▶ [ABOUT THIS TASK]: Return the records in full, exactly as given.

▶ [INFORMATION PROVIDED]:
------------------------------------------------
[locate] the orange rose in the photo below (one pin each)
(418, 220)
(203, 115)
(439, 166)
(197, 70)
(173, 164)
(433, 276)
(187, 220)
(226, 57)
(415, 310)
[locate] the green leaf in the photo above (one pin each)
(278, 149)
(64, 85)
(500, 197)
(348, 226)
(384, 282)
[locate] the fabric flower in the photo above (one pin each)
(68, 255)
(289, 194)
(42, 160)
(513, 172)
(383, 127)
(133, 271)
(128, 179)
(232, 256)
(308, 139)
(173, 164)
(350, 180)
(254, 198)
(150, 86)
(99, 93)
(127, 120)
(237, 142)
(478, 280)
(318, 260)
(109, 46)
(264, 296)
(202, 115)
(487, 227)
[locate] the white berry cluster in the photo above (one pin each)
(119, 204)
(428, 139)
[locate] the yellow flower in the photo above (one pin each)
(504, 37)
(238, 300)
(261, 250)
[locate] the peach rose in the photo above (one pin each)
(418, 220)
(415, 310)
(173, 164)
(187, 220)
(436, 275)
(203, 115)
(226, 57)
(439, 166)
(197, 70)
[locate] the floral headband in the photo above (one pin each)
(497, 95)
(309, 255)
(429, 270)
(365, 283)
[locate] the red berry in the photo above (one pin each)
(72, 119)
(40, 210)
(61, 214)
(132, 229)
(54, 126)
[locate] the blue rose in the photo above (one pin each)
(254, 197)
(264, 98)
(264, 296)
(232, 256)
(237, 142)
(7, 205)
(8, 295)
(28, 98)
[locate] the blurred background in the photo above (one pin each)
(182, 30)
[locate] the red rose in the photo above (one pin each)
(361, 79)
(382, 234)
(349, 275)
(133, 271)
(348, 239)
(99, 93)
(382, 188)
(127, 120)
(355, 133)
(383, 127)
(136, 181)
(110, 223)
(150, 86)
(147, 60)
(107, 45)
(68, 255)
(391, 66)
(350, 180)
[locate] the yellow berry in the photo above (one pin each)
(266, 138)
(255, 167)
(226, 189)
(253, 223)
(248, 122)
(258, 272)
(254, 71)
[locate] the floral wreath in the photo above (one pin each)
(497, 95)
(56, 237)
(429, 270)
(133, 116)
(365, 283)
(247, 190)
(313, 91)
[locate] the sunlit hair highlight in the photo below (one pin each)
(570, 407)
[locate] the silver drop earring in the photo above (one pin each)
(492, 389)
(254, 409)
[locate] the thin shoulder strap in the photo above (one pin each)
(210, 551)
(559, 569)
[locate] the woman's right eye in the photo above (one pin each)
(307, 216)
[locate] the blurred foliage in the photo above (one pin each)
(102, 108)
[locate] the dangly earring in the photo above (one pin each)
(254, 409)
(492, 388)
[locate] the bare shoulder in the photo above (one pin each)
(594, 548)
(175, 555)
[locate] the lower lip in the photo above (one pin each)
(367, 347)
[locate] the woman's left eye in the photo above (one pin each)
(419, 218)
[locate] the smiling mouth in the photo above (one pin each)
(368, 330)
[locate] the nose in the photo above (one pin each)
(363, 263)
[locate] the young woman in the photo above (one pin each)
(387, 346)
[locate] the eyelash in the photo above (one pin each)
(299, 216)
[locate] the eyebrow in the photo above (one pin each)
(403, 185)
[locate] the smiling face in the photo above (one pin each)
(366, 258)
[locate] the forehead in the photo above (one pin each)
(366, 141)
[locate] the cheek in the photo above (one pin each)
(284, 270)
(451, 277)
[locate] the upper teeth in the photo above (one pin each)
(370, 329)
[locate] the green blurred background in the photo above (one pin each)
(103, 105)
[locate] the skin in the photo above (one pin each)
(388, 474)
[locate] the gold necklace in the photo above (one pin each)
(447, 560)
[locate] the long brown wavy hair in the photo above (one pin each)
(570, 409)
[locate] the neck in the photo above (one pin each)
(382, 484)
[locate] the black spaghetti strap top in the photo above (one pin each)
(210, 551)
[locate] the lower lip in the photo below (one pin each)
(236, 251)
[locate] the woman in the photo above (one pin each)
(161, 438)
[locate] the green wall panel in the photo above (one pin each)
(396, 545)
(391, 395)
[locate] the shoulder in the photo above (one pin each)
------------------------------------------------
▶ [EXERCISE OUTPUT]:
[locate] the orange rose in the photo below (one pin each)
(418, 220)
(203, 115)
(439, 166)
(197, 70)
(173, 164)
(433, 276)
(187, 220)
(226, 57)
(415, 310)
[locate] the green leaf in the photo above (one pin each)
(278, 149)
(64, 85)
(500, 197)
(348, 226)
(384, 282)
[locate] the fabric flower in the photo above (one pin each)
(68, 255)
(289, 194)
(42, 160)
(513, 172)
(383, 127)
(133, 271)
(128, 179)
(232, 256)
(308, 139)
(173, 164)
(350, 180)
(254, 198)
(150, 86)
(99, 93)
(127, 120)
(237, 142)
(478, 280)
(318, 260)
(109, 46)
(264, 296)
(202, 115)
(487, 227)
[locate] the white berry cluster in the photo above (one pin each)
(119, 204)
(428, 139)
[locate] the yellow flower in the photo above (one pin each)
(504, 37)
(238, 300)
(261, 250)
[locate] the peach rose in the photo above (one pin each)
(418, 220)
(415, 310)
(173, 164)
(187, 220)
(436, 275)
(203, 115)
(226, 57)
(439, 166)
(197, 70)
[locate] the floral headband in the photo above (one pin each)
(497, 95)
(309, 255)
(429, 270)
(365, 283)
[locate] the red berry in the photo above (one pin each)
(72, 119)
(40, 210)
(61, 214)
(132, 229)
(54, 126)
[locate] the blue rose in the photo above (one pin each)
(254, 197)
(264, 98)
(264, 296)
(232, 256)
(237, 142)
(7, 205)
(8, 295)
(28, 98)
[locate] the blurred background in the photo above (one pin each)
(182, 30)
[locate] the red rose in the photo above (one pin each)
(361, 79)
(382, 234)
(349, 275)
(133, 271)
(348, 239)
(99, 93)
(382, 188)
(127, 120)
(355, 133)
(383, 127)
(136, 181)
(110, 223)
(150, 86)
(147, 60)
(107, 45)
(68, 255)
(391, 66)
(350, 180)
[locate] the yellow berry in the photo above (one pin each)
(266, 138)
(255, 167)
(226, 189)
(253, 223)
(248, 122)
(258, 272)
(254, 71)
[locate] the floral wreath in the photo above (one pin each)
(497, 95)
(56, 237)
(429, 270)
(133, 116)
(365, 283)
(247, 190)
(313, 91)
[locate] the sunlit hair highlight in the photo below (one pin each)
(570, 407)
[locate] the silver drop earring in the photo above (one pin each)
(492, 389)
(254, 409)
[locate] the thin shoulder strap in the photo above (one pin each)
(210, 551)
(559, 569)
[locate] the woman's right eye in the photo above (one pin each)
(307, 216)
[locate] the blurred foliage in the photo above (one pin each)
(102, 108)
[locate] the dangly earring in the photo above (one pin each)
(254, 409)
(492, 388)
[locate] the bare shoulder in the photo above (one pin each)
(594, 548)
(175, 555)
[locate] the lower lip in the photo above (one pin each)
(367, 347)
[locate] the woman's left eye in the photo above (one pin each)
(419, 218)
[locate] the smiling mouth in the photo above (one pin each)
(368, 330)
[locate] the nose in the photo above (one pin each)
(363, 263)
[locate] the young woman in the photo above (one pin each)
(387, 346)
[locate] the eyelash in the photo above (one pin each)
(299, 216)
[locate] the eyebrow in the photo above (one pin each)
(403, 185)
[locate] the smiling face in the photo above (one pin each)
(366, 258)
[locate] the forehead in the photo above (one pin each)
(366, 141)
[locate] the cheek in the photo above (one pin each)
(284, 270)
(451, 277)
[locate] the upper teeth in the photo above (one pin each)
(370, 329)
[locate] the green blurred background in the photo above (one pin each)
(103, 105)
[locate] the skin in the photo above (one pin each)
(388, 474)
[locate] the gold necklace in the photo above (one pin each)
(447, 560)
[locate] the long brown wavy hair in the photo above (one pin each)
(570, 409)
[locate] the neck in the photo above (one pin each)
(382, 484)
[locate] the black spaghetti strap top in the photo above (one pin each)
(210, 551)
[locate] the lower lip in the photo below (one pin each)
(236, 251)
[locate] the woman in the photo above (one pin each)
(161, 438)
[locate] the green wall panel in the photo above (one pin each)
(396, 545)
(391, 395)
[locate] the shoulder in the photo above (one pin each)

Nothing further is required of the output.